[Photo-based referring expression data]
***

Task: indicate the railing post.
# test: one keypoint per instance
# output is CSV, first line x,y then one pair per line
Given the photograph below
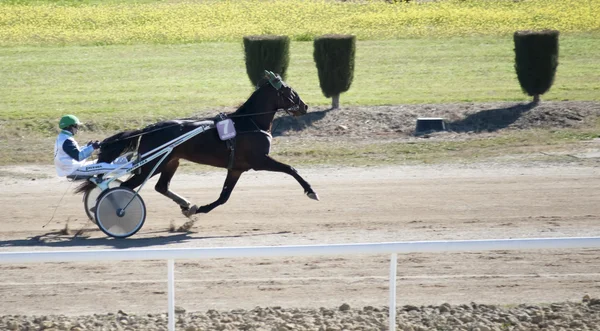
x,y
171,292
392,313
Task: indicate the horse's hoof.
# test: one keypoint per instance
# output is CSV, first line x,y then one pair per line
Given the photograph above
x,y
190,211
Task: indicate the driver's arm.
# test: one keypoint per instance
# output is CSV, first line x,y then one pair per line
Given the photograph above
x,y
72,149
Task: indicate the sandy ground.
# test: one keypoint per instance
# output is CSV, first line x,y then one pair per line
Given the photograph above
x,y
357,205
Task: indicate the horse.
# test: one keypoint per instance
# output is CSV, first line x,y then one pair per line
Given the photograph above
x,y
248,150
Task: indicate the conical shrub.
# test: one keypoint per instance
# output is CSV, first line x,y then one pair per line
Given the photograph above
x,y
334,57
266,52
536,59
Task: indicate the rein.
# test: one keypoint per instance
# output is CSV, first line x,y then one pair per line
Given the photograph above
x,y
187,119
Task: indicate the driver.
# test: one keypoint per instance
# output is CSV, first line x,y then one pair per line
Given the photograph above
x,y
71,160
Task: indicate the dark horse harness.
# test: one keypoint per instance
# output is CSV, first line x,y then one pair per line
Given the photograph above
x,y
222,117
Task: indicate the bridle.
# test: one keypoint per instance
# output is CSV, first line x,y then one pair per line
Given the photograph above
x,y
275,82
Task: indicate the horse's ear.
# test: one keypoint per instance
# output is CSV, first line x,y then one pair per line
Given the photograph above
x,y
274,79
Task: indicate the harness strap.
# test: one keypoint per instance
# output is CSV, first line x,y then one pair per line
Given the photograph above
x,y
231,146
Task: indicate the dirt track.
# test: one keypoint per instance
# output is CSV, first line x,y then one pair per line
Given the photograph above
x,y
357,205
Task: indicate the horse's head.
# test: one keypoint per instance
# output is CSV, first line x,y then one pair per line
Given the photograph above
x,y
284,95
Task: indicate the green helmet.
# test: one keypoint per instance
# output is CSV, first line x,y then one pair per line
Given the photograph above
x,y
68,120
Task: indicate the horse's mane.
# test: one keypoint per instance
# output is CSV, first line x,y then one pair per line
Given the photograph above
x,y
247,106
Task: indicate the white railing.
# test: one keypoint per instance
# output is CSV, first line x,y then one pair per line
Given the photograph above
x,y
393,248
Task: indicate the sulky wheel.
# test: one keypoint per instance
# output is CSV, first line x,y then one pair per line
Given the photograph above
x,y
120,212
90,198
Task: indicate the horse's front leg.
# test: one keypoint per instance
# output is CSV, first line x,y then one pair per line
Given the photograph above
x,y
230,181
269,164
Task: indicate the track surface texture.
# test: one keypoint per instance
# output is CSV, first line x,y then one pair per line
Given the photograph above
x,y
369,204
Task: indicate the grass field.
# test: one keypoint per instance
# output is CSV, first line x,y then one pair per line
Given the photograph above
x,y
119,64
127,22
112,85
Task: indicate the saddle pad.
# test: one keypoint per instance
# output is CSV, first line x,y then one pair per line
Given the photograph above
x,y
226,129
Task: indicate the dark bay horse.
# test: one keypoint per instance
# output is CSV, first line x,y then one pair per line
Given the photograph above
x,y
251,146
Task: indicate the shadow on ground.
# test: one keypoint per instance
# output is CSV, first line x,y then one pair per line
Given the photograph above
x,y
491,119
59,239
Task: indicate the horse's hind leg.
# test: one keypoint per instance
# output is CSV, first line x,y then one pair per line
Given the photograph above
x,y
230,181
162,186
269,164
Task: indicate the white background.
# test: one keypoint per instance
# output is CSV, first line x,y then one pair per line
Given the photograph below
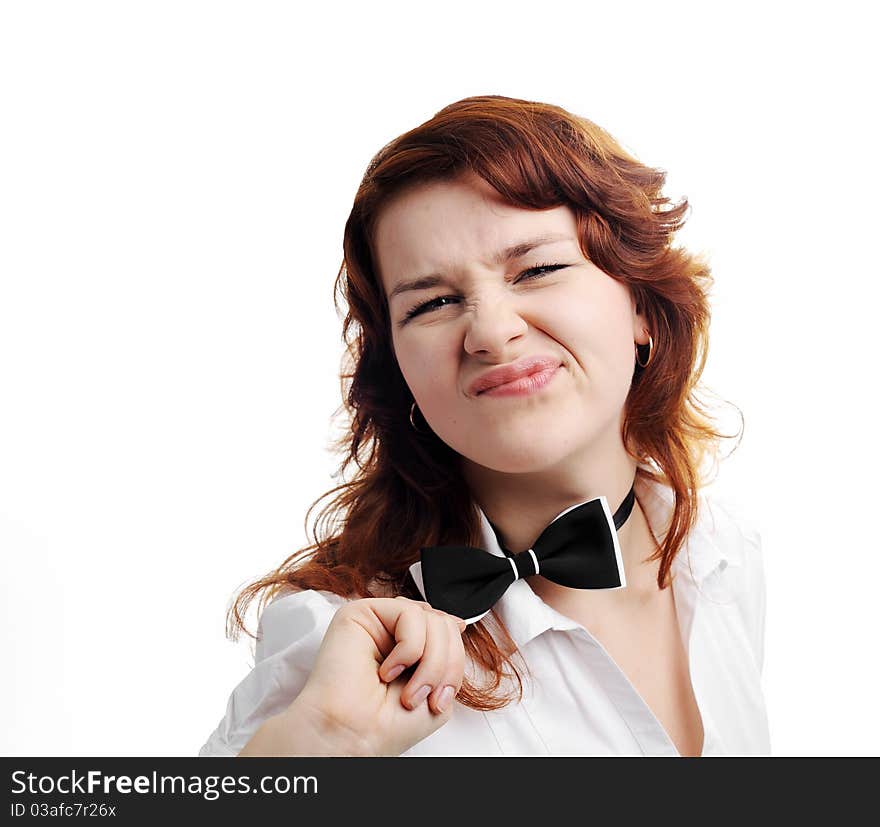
x,y
174,180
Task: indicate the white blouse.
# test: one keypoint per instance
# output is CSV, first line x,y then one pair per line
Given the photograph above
x,y
577,700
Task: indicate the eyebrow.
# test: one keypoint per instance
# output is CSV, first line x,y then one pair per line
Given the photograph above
x,y
510,253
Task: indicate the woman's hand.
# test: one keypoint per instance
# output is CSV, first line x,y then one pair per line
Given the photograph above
x,y
354,695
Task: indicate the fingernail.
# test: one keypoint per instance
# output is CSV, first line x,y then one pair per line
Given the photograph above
x,y
421,695
445,698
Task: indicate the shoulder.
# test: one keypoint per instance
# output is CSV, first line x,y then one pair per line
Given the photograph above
x,y
296,616
734,537
734,530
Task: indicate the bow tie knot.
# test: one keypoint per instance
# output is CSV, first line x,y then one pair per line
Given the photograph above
x,y
525,564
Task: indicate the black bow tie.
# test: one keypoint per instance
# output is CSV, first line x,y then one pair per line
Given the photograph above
x,y
578,549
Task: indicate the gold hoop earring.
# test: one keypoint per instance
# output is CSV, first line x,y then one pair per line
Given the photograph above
x,y
412,411
650,352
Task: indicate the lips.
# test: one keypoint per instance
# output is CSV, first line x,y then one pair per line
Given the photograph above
x,y
510,373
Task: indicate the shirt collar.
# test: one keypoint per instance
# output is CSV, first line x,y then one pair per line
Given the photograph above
x,y
525,615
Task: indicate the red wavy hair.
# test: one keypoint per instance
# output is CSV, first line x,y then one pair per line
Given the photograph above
x,y
406,490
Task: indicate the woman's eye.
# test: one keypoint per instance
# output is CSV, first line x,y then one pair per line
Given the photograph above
x,y
532,272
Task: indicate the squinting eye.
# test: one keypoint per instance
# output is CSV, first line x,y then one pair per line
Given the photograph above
x,y
533,272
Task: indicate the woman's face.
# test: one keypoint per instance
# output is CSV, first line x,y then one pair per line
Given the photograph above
x,y
479,312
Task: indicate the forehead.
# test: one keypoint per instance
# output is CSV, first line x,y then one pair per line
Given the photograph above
x,y
446,225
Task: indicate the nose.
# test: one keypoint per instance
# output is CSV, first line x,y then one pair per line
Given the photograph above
x,y
492,323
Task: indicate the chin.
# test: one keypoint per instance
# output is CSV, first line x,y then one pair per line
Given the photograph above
x,y
523,457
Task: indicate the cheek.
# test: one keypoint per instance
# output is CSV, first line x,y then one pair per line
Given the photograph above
x,y
427,367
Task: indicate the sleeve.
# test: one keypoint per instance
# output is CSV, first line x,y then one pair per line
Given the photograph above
x,y
758,586
753,596
289,636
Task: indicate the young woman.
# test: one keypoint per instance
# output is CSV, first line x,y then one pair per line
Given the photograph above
x,y
524,562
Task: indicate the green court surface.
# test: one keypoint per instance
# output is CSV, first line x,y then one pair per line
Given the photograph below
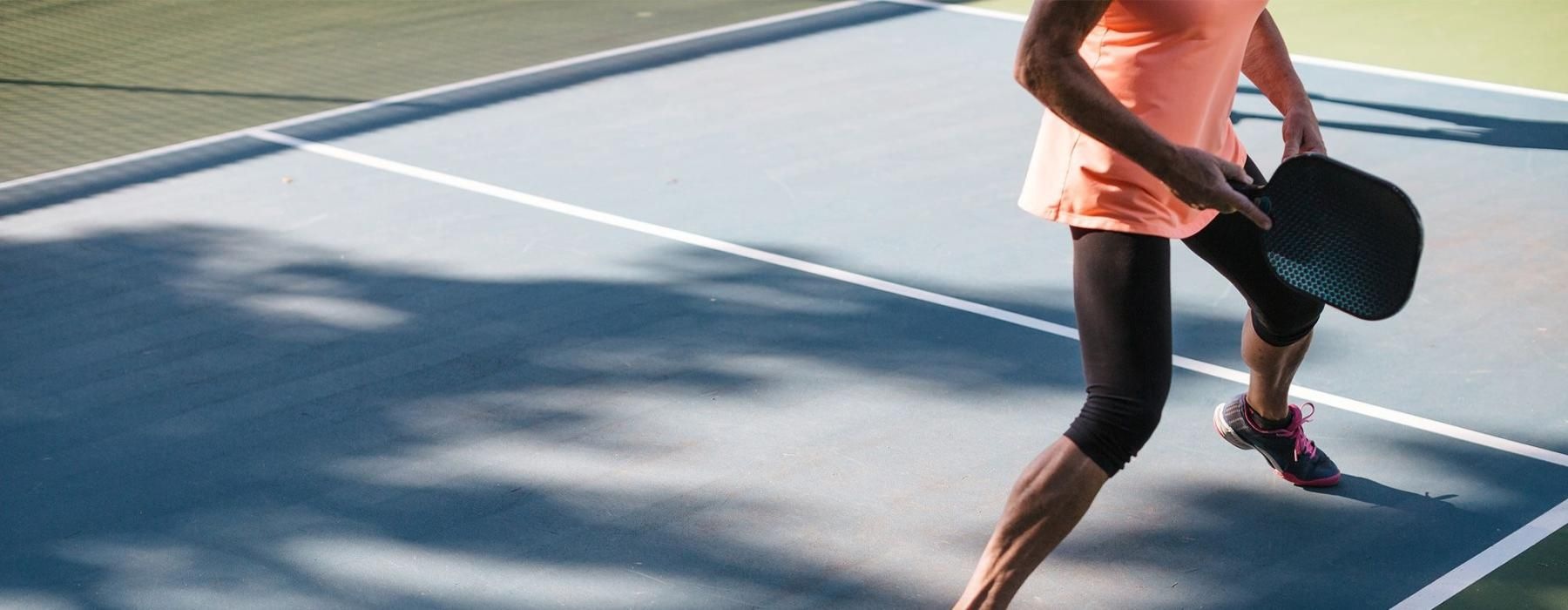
x,y
1477,39
1537,579
82,82
1497,41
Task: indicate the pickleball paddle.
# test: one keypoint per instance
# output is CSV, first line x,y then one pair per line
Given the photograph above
x,y
1341,234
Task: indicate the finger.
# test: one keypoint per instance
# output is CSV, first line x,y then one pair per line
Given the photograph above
x,y
1315,145
1293,148
1254,214
1233,172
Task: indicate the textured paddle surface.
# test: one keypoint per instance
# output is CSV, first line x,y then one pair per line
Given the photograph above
x,y
1342,235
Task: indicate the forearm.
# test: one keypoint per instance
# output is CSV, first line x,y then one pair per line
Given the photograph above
x,y
1071,90
1051,70
1267,64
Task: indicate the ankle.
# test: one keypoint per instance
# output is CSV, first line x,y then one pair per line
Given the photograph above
x,y
1262,421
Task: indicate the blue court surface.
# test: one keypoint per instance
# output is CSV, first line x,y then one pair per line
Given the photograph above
x,y
745,319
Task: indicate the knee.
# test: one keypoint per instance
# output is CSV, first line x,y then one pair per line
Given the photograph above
x,y
1113,427
1283,327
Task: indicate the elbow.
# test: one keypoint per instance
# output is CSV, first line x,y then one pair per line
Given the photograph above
x,y
1034,74
1037,66
1027,74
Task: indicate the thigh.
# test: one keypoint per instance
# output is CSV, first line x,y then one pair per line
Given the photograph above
x,y
1123,302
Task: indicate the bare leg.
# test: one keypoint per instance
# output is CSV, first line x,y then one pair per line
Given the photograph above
x,y
1272,367
1046,502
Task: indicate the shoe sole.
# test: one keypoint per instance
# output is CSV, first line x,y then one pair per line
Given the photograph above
x,y
1227,431
1236,439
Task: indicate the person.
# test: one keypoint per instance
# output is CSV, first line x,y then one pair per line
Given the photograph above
x,y
1136,149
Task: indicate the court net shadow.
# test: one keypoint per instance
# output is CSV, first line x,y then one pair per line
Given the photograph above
x,y
1466,127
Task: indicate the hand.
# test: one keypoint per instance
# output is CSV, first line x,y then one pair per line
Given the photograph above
x,y
1200,180
1301,133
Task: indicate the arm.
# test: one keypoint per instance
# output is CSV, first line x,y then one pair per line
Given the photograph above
x,y
1267,64
1051,70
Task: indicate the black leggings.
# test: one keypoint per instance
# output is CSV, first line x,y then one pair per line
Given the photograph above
x,y
1121,290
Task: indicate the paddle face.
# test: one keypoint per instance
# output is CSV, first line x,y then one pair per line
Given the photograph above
x,y
1342,235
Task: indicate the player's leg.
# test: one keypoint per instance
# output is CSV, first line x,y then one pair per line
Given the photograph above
x,y
1275,337
1121,295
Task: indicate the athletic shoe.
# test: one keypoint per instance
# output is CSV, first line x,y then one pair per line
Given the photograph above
x,y
1288,451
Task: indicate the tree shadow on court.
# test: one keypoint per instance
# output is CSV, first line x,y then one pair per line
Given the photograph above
x,y
1466,127
199,417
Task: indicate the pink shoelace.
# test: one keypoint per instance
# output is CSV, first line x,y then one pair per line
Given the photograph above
x,y
1294,431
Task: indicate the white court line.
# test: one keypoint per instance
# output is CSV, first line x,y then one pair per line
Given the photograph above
x,y
896,289
1427,598
435,92
1489,560
1308,60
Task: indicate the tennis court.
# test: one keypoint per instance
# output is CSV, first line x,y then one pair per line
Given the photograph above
x,y
737,315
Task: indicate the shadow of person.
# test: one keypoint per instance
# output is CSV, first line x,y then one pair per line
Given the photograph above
x,y
1379,494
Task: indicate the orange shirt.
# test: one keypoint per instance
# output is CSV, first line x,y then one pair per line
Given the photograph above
x,y
1175,64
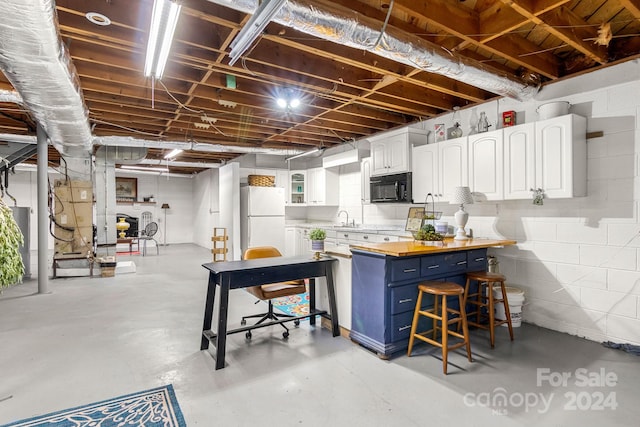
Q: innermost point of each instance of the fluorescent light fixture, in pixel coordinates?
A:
(142, 168)
(173, 153)
(252, 29)
(163, 25)
(306, 153)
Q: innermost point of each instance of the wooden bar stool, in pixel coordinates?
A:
(440, 291)
(483, 298)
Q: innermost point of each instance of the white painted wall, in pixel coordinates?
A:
(178, 193)
(206, 207)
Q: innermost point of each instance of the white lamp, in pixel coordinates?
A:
(461, 196)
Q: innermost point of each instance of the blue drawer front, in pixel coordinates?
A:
(405, 269)
(477, 260)
(403, 298)
(432, 265)
(456, 261)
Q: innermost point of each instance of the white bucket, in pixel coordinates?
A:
(516, 299)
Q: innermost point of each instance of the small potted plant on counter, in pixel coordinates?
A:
(428, 234)
(317, 236)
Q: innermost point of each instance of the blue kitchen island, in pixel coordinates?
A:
(385, 278)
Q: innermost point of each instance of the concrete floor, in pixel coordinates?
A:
(93, 339)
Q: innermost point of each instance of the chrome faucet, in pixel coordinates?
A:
(346, 223)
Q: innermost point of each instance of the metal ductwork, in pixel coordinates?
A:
(119, 141)
(36, 62)
(123, 141)
(357, 31)
(10, 96)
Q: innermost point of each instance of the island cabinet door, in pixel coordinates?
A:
(368, 297)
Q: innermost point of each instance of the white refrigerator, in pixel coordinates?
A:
(262, 217)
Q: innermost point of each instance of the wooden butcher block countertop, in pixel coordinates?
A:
(410, 248)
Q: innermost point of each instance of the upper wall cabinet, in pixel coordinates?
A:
(454, 167)
(365, 174)
(561, 156)
(322, 187)
(297, 188)
(424, 173)
(439, 168)
(550, 155)
(485, 165)
(508, 163)
(519, 161)
(391, 151)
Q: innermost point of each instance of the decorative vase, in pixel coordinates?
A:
(317, 246)
(122, 226)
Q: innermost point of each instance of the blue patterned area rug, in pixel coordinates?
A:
(296, 305)
(157, 407)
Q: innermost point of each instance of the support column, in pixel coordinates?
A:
(43, 214)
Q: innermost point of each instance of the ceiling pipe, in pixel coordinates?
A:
(38, 65)
(360, 32)
(179, 164)
(121, 141)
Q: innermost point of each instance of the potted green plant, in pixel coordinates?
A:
(428, 234)
(317, 236)
(10, 241)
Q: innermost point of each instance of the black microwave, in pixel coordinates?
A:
(391, 188)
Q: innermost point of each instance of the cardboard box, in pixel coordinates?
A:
(74, 191)
(74, 214)
(79, 241)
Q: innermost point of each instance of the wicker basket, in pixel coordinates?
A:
(262, 180)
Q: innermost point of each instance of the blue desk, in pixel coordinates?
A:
(243, 274)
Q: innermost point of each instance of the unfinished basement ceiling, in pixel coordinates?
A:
(347, 93)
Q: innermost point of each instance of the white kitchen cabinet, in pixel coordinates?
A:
(425, 169)
(322, 185)
(391, 151)
(561, 156)
(453, 166)
(519, 161)
(365, 174)
(486, 169)
(297, 188)
(550, 155)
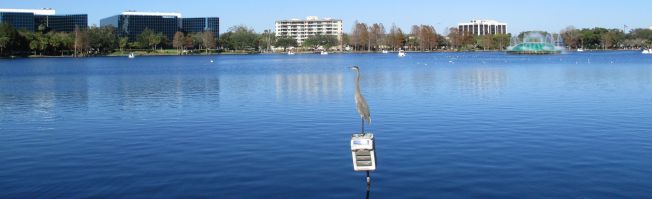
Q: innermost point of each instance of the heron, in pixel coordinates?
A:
(360, 103)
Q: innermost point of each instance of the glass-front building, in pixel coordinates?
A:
(131, 24)
(62, 23)
(190, 25)
(30, 20)
(24, 21)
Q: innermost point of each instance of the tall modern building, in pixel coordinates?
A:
(302, 29)
(201, 24)
(131, 23)
(31, 19)
(483, 27)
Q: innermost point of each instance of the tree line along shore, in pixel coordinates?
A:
(105, 41)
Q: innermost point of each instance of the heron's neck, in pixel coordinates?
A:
(357, 81)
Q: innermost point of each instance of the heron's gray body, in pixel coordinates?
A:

***

Task description
Please report the number of lines in the data that include "dark", with no other words.

Written solution
2